Given request: Only the lines from the line holding "Where can you spot the dog face" to the last line should be output, each exactly as given.

Given records:
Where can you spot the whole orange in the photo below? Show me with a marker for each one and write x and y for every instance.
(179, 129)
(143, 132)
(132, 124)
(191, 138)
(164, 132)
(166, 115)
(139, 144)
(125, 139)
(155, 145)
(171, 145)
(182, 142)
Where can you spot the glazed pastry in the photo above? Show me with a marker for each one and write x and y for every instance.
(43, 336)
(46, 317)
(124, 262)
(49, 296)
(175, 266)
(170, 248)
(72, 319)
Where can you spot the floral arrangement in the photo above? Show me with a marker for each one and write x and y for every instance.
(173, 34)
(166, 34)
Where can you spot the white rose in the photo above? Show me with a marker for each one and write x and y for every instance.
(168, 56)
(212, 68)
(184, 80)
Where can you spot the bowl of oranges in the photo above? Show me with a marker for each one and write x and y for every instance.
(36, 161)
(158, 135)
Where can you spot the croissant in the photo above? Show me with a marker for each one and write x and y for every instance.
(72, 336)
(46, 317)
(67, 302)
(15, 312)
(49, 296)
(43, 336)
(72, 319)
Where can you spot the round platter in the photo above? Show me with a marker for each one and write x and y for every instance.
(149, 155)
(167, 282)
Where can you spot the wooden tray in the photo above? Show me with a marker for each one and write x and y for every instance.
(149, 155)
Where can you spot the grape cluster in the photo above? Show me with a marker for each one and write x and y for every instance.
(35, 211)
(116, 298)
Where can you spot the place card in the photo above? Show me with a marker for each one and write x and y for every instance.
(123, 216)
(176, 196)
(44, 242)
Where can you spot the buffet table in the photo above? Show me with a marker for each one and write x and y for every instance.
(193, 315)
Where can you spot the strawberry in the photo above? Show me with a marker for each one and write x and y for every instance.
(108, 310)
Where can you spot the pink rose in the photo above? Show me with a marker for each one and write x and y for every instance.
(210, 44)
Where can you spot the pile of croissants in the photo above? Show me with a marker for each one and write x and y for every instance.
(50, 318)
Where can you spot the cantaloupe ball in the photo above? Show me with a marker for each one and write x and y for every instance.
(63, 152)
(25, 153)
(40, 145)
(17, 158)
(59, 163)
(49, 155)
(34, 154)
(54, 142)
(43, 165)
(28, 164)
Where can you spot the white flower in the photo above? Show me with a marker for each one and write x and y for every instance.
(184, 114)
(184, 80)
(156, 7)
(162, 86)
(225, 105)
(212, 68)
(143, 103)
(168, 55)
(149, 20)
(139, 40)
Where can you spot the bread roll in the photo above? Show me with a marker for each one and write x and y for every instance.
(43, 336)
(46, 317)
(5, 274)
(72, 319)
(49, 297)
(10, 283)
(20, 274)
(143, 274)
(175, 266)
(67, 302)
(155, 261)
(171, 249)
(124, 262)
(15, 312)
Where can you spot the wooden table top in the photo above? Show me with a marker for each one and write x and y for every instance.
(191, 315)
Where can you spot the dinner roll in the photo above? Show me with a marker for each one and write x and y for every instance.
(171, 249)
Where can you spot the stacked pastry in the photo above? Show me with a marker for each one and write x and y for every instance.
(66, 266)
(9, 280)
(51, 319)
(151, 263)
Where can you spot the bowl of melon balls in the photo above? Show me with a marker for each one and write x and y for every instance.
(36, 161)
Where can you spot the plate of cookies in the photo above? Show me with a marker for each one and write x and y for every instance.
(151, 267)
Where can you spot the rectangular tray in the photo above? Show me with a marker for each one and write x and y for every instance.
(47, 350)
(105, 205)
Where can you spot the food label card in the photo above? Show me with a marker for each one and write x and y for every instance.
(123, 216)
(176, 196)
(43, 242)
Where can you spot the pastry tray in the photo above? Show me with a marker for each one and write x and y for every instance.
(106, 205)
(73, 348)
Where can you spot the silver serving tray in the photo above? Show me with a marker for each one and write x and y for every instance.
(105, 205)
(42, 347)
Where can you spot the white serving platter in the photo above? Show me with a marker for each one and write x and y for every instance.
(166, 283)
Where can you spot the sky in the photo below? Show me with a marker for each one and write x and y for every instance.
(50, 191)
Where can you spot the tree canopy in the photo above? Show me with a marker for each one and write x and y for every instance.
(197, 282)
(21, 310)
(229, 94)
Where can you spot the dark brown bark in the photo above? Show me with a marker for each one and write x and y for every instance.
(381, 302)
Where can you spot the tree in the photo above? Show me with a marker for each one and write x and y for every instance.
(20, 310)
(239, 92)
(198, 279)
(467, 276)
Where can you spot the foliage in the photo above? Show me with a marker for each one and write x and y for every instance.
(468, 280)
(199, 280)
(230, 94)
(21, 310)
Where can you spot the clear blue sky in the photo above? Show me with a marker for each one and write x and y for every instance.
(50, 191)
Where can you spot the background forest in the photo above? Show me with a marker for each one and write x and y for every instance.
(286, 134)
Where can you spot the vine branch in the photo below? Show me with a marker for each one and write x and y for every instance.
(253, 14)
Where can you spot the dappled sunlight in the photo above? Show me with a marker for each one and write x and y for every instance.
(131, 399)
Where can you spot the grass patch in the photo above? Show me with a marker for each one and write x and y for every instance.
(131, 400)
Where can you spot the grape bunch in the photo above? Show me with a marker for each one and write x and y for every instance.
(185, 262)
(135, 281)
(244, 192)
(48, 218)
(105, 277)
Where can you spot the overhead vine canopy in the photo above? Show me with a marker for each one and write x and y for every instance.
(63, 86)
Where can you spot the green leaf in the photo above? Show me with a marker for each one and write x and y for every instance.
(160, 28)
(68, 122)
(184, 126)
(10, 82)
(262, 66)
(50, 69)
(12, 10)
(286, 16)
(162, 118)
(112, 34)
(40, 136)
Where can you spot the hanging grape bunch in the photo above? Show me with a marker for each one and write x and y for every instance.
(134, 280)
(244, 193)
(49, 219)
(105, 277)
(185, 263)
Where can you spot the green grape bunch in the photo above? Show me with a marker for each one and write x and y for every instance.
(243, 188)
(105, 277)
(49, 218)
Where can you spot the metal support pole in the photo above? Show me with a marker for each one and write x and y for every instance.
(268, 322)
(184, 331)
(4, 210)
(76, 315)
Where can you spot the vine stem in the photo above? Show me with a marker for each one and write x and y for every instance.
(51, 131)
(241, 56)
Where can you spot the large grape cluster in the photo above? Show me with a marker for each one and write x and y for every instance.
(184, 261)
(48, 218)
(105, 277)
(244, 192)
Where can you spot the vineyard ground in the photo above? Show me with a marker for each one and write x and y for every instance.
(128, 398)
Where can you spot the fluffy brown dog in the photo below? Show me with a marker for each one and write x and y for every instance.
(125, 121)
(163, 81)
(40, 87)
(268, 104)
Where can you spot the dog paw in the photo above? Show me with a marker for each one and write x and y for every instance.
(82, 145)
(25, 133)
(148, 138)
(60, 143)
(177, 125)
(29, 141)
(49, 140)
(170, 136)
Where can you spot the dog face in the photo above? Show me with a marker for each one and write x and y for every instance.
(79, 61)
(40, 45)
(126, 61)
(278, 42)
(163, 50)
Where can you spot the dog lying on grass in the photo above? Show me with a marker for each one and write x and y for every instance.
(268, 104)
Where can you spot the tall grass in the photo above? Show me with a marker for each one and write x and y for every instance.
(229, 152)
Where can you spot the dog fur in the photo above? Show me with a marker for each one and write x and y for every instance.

Result of this task:
Where can you spot the dog face in the photo above? Show me with a marker for each one and write x and y for every instance.
(79, 61)
(40, 45)
(126, 61)
(278, 42)
(163, 50)
Where can you spot the dog lying on grass in the photo above? Show me with a marker for each one and write x and y for every instance.
(268, 104)
Where can you spot the tall grass in the photo above? Show me with a marker for each one and write x and y for every instance.
(229, 152)
Where can you spot the dog fur in the photo above? Show me with a marker for each one and write x and y for every instance.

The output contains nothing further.